■ **Текст для чтения**
——————————

Рецензент: д-р ист наук, заслуженный деятель науки рф, проф. В. Г. Тюкавкин



бет43/51
Дата25.06.2016
өлшемі2.55 Mb.
#157475
1   ...   39   40   41   42   43   44   45   46   ...   51

Последствия


Реакция торжествовала повсеместно и, казалось, бесповоротно. Но ее вожди, трубадуры и делатели не чувствовали уверенности ни в самих себе, ни в режиме, который они насаждали. Затеянный в 1890 г. четырьмя министрами (военным — П.С. Ванновским, финансов — И.А. Вышнеградским, государственных имуществ — М.Н. Островским и путей сообщения — А.Я. Гюббенетом) объезд страны с целью изучить положение дел на местах убедил правительство в том, что дела его плохи, “низы” голодают, протестуют и готовы восстать против “верхов”. Впрочем, никаких улучшений этот объезд “низам” не принес, как свидетельствуют распространившиеся тогда стихи под названием “Всероссийское эхо после объезда министров”:

Вышнеградский приезжал? — жал...

В просвещенье есть успех? — эх...

Разве так Островский плох? — ох...

О Ванновском какой слух? — ух...

Сделал ли что Гюббенет? — нет...

Так все вышло ерунда? — да...

Ждете снова на весну их? — ну их...

Стоило же принимать их? — мать их...

——————————

■ **Исходные материалы**
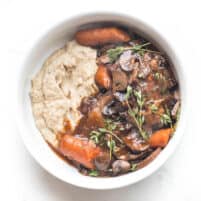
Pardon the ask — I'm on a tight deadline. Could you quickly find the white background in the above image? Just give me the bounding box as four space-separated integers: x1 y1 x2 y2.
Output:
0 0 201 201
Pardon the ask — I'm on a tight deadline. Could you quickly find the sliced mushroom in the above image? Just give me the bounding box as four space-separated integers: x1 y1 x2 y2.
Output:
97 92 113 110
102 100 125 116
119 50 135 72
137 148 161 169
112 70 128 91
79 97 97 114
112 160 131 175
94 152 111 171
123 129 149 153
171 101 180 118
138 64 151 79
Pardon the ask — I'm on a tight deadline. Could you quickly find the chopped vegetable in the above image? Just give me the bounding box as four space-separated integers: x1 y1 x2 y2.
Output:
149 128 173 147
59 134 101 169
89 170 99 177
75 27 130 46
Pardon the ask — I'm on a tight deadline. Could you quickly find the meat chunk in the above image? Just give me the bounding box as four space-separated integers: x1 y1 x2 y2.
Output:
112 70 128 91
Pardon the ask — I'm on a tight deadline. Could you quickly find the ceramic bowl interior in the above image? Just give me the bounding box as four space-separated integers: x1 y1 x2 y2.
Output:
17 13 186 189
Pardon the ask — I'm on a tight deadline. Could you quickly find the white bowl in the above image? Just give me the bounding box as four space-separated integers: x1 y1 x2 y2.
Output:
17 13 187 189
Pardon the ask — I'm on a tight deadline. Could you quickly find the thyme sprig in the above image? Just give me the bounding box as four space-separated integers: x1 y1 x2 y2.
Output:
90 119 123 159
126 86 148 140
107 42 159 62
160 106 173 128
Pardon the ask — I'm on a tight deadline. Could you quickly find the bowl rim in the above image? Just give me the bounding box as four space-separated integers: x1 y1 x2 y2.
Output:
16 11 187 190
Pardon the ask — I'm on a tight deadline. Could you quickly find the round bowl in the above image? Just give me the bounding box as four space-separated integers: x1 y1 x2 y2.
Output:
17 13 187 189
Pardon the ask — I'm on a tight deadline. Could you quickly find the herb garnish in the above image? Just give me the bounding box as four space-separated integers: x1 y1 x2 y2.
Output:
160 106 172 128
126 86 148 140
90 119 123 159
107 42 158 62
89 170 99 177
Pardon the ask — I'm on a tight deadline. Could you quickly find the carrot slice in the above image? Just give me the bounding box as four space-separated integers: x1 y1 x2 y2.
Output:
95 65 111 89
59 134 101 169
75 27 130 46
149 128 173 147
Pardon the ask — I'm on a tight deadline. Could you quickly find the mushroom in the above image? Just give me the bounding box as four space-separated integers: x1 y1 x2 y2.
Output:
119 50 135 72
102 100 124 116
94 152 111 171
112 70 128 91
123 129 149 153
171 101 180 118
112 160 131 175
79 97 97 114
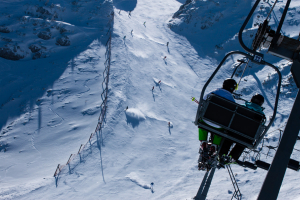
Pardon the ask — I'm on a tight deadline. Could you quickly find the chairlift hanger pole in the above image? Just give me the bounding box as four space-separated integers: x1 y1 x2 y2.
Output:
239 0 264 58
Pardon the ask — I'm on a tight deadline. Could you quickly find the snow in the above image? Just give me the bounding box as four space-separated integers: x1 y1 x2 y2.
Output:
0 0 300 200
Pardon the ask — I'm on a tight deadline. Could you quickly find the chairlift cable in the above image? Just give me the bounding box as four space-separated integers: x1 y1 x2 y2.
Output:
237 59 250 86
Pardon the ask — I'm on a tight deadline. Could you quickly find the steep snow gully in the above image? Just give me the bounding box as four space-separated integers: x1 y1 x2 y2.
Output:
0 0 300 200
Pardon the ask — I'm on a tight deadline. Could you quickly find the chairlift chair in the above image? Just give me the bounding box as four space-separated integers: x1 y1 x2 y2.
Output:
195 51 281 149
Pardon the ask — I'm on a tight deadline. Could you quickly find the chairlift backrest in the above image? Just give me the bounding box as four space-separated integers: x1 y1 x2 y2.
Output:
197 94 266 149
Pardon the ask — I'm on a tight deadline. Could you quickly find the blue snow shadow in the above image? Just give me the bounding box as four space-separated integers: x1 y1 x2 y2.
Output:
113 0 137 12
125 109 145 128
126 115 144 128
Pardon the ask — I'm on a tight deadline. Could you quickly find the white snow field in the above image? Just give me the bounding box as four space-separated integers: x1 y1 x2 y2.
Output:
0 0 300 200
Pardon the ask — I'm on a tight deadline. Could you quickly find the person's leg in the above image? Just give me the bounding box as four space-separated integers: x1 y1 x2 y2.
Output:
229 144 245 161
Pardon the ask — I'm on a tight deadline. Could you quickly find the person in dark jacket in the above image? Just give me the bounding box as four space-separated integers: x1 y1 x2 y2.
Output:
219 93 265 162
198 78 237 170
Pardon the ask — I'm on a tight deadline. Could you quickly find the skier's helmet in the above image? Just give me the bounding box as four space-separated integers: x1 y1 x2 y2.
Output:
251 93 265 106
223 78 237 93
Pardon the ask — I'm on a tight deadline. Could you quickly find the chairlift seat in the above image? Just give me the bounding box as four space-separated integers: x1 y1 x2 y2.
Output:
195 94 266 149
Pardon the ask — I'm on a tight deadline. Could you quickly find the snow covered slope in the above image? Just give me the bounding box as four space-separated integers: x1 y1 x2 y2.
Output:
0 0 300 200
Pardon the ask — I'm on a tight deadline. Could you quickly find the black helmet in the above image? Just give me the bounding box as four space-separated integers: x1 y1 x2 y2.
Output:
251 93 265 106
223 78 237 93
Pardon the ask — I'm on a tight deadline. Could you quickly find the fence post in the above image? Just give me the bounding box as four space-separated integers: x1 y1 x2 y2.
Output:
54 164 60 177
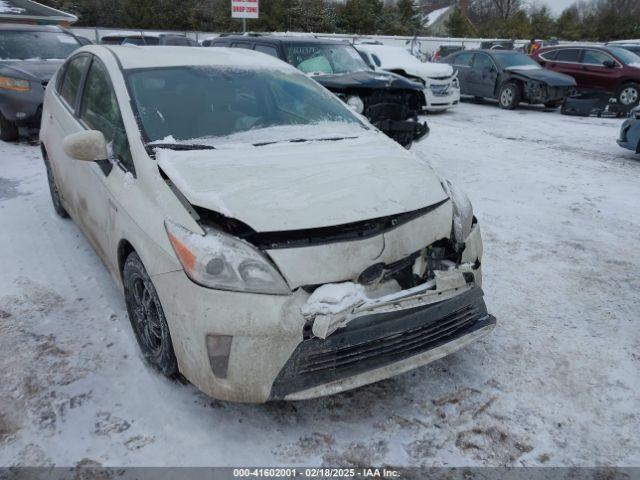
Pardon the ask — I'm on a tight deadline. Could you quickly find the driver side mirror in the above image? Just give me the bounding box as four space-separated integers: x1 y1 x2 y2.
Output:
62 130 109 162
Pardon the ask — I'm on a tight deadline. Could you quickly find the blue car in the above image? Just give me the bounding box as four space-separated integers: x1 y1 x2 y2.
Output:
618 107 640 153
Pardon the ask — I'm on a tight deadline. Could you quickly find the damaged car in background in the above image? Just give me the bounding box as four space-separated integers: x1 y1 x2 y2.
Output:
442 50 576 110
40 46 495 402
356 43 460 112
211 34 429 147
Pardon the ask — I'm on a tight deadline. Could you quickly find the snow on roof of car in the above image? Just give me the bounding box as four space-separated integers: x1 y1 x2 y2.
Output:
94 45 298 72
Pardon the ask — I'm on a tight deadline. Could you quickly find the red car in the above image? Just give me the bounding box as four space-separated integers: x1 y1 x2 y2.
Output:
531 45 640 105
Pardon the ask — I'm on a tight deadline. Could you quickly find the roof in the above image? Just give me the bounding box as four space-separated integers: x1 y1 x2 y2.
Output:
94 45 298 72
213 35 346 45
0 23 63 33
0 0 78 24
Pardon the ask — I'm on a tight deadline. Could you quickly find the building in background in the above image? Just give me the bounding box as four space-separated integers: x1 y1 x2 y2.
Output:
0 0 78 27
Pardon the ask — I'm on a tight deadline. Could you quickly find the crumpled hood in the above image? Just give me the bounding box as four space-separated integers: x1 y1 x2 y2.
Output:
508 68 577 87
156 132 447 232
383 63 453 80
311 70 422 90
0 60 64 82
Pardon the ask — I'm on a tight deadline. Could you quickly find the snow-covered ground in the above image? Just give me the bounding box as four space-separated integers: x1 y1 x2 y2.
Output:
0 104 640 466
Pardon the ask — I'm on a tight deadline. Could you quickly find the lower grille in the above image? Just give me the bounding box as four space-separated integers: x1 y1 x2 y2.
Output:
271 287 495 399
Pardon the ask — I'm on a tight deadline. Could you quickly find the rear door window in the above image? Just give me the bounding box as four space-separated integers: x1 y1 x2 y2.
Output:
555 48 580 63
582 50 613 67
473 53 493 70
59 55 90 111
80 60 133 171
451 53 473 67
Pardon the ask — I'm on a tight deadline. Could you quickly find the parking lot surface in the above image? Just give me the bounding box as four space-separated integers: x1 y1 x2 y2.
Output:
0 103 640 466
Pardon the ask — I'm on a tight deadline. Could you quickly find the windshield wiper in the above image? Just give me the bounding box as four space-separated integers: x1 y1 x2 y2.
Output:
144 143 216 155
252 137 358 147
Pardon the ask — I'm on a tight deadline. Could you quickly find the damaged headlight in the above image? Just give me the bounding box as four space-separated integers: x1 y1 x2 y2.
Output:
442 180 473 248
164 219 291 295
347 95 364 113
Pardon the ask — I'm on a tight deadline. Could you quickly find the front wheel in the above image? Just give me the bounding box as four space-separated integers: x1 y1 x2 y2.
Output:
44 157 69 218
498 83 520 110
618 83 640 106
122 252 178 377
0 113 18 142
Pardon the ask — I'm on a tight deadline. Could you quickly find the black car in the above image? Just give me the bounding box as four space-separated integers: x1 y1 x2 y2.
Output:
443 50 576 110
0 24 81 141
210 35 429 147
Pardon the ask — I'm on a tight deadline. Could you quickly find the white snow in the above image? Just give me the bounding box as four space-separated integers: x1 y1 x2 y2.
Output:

——————————

■ **Что сделать**
**a.** Ответьте по тексту на три вопроса:
(i) В каком году четыре министра затеяли объезд страны?
(ii) Кто из них был министром финансов?
(iii) Под каким названием распространились стихи об этом объезде?
**b.** Переведите на английский язык предложение из текста: «Но ее вожди, трубадуры и делатели не чувствовали уверенности ни в самих себе, ни в режиме, который они насаждали».
**c.** Перепишите из текста без изменений всё, что идет от слов «Последствия» вплоть до слов «Гюббенет? — нет...».
Опирайтесь только на текст, записи не используйте.

■ **Ответы**
**a.**
(i) В 1890 г.
(ii) И.А. Вышнеградский.
(iii) «Всероссийское эхо после объезда министров».

**b.** But its leaders, troubadours and makers felt no confidence either in themselves or in the regime they were imposing.

**c.**
Последствия


Реакция торжествовала повсеместно и, казалось, бесповоротно. Но ее вожди, трубадуры и делатели не чувствовали уверенности ни в самих себе, ни в режиме, который они насаждали. Затеянный в 1890 г. четырьмя министрами (военным — П.С. Ванновским, финансов — И.А. Вышнеградским, государственных имуществ — М.Н. Островским и путей сообщения — А.Я. Гюббенетом) объезд страны с целью изучить положение дел на местах убедил правительство в том, что дела его плохи, “низы” голодают, протестуют и готовы восстать против “верхов”. Впрочем, никаких улучшений этот объезд “низам” не принес, как свидетельствуют распространившиеся тогда стихи под названием “Всероссийское эхо после объезда министров”:

Вышнеградский приезжал? — жал...

В просвещенье есть успех? — эх...

Разве так Островский плох? — ох...

О Ванновском какой слух? — ух...

Сделал ли что Гюббенет? — нет...